── STORED RECORDS ──
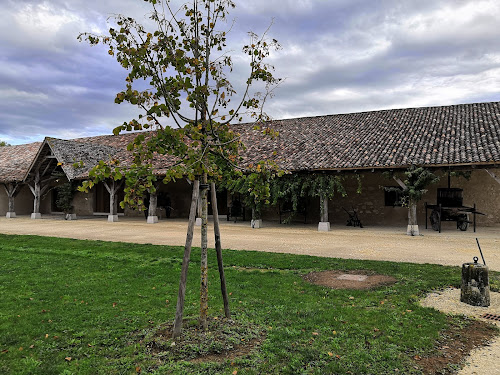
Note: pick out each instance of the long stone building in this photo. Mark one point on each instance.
(445, 139)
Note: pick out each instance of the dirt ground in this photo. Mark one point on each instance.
(450, 247)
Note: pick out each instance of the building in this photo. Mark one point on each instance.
(445, 139)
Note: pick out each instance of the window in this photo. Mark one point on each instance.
(392, 197)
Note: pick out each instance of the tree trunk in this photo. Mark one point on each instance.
(185, 261)
(218, 249)
(324, 224)
(204, 254)
(153, 203)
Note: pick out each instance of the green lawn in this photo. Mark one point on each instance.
(82, 307)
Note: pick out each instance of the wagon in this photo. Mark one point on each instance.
(450, 207)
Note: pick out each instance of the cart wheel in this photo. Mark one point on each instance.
(434, 218)
(462, 222)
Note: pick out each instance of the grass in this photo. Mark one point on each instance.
(88, 307)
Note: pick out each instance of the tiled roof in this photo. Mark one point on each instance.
(433, 136)
(89, 154)
(465, 134)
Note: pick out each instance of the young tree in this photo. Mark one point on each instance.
(417, 179)
(184, 64)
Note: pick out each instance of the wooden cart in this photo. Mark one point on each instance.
(450, 207)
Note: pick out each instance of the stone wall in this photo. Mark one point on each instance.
(23, 201)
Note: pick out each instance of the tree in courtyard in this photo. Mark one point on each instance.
(178, 75)
(412, 189)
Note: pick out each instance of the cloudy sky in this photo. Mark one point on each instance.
(338, 56)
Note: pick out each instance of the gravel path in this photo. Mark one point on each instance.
(481, 361)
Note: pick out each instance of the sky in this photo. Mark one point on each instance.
(338, 56)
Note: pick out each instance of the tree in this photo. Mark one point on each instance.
(183, 61)
(417, 179)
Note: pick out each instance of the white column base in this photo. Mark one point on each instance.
(112, 218)
(152, 219)
(256, 224)
(412, 230)
(324, 226)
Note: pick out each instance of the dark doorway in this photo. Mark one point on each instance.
(101, 199)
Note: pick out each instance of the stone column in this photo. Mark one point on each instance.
(112, 188)
(256, 222)
(324, 224)
(36, 190)
(412, 229)
(198, 212)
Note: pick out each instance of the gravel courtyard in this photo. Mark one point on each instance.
(450, 247)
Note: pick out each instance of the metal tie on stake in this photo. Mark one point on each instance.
(479, 246)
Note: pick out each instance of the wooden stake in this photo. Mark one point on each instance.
(185, 261)
(218, 249)
(204, 255)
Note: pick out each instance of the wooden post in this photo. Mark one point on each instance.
(185, 262)
(218, 250)
(204, 254)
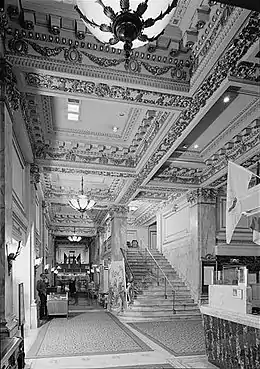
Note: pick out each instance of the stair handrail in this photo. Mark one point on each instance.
(165, 276)
(130, 290)
(165, 279)
(127, 264)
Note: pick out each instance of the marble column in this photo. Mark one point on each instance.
(118, 231)
(202, 227)
(117, 281)
(32, 218)
(8, 323)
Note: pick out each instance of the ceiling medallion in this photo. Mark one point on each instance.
(81, 203)
(74, 238)
(126, 24)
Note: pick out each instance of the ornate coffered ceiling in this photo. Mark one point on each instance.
(173, 131)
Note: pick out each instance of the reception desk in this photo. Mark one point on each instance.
(232, 339)
(57, 304)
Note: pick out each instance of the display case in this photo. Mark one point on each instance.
(58, 304)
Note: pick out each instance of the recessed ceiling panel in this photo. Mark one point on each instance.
(96, 119)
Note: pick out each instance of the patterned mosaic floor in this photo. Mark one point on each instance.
(150, 366)
(179, 337)
(91, 333)
(84, 304)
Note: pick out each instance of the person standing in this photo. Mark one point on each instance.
(42, 292)
(73, 292)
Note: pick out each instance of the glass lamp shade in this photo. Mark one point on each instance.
(74, 238)
(81, 203)
(123, 23)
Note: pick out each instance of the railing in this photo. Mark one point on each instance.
(130, 281)
(156, 272)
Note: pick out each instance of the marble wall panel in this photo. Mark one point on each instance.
(230, 345)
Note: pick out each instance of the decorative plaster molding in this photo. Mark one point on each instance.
(212, 53)
(35, 173)
(94, 73)
(202, 195)
(7, 77)
(103, 90)
(118, 211)
(210, 33)
(63, 169)
(234, 125)
(237, 48)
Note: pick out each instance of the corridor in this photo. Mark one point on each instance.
(98, 339)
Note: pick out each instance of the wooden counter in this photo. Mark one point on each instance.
(232, 339)
(58, 306)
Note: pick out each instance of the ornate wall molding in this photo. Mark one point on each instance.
(35, 173)
(214, 52)
(247, 71)
(237, 48)
(7, 77)
(202, 195)
(96, 72)
(103, 90)
(63, 169)
(116, 211)
(239, 122)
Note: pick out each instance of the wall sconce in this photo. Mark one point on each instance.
(13, 251)
(37, 262)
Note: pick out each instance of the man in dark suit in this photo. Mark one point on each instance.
(42, 291)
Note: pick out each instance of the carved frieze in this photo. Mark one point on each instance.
(103, 90)
(35, 173)
(118, 211)
(219, 18)
(202, 195)
(247, 71)
(237, 48)
(7, 77)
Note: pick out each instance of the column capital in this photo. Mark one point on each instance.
(118, 211)
(9, 83)
(100, 229)
(202, 195)
(35, 173)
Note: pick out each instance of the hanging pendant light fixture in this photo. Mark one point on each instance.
(126, 24)
(81, 203)
(74, 238)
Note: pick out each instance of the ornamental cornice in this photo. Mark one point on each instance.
(60, 231)
(64, 169)
(210, 55)
(235, 51)
(118, 211)
(74, 44)
(239, 122)
(246, 141)
(202, 195)
(105, 91)
(97, 73)
(219, 16)
(8, 78)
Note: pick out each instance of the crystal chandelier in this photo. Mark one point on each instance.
(126, 24)
(81, 203)
(74, 238)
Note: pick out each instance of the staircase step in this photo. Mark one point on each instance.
(168, 314)
(128, 319)
(163, 308)
(143, 300)
(150, 302)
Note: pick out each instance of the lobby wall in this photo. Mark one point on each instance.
(138, 233)
(178, 243)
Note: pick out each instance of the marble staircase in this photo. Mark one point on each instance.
(153, 301)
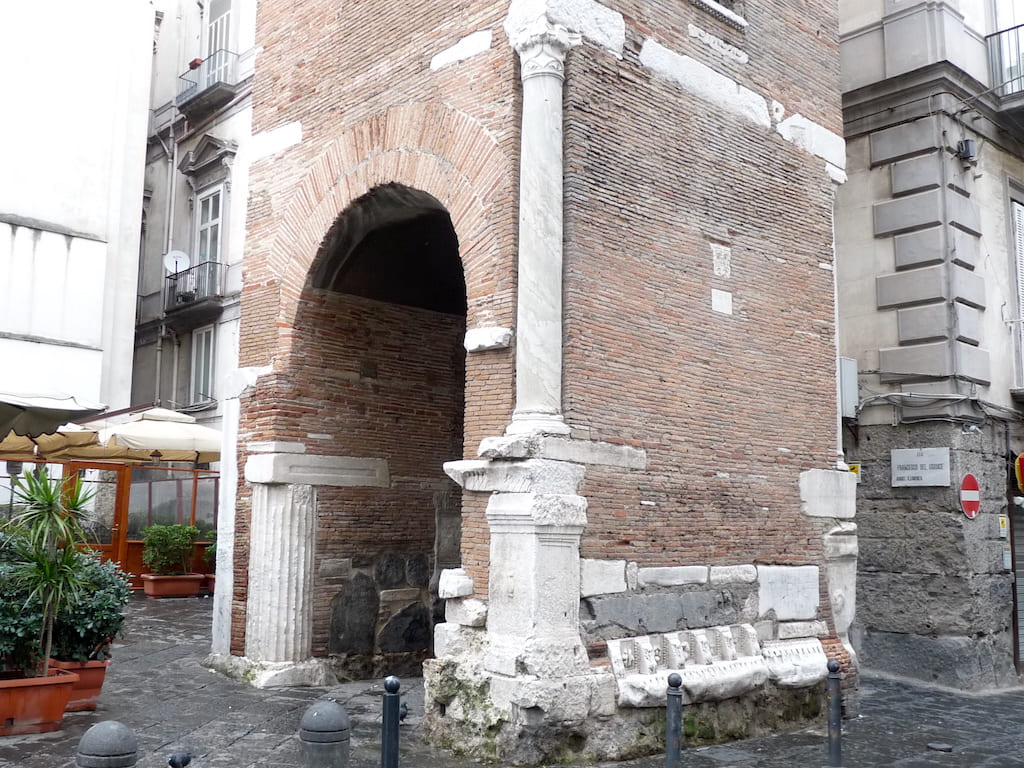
───
WRITTEN REQUEST: Extract each line of the material above that contains the string "stone", treating uppercase and lowercase letters as distinct.

RESULT OF THE EXERCISE:
Note: pick out each instance of the long stone building in this photo. Mark one point on each instance.
Note: pick out each instance of the stone wall in this photo. Mark one point on each instance.
Note: pick out each instance of the stone column in this photo. Mark one point on each instance.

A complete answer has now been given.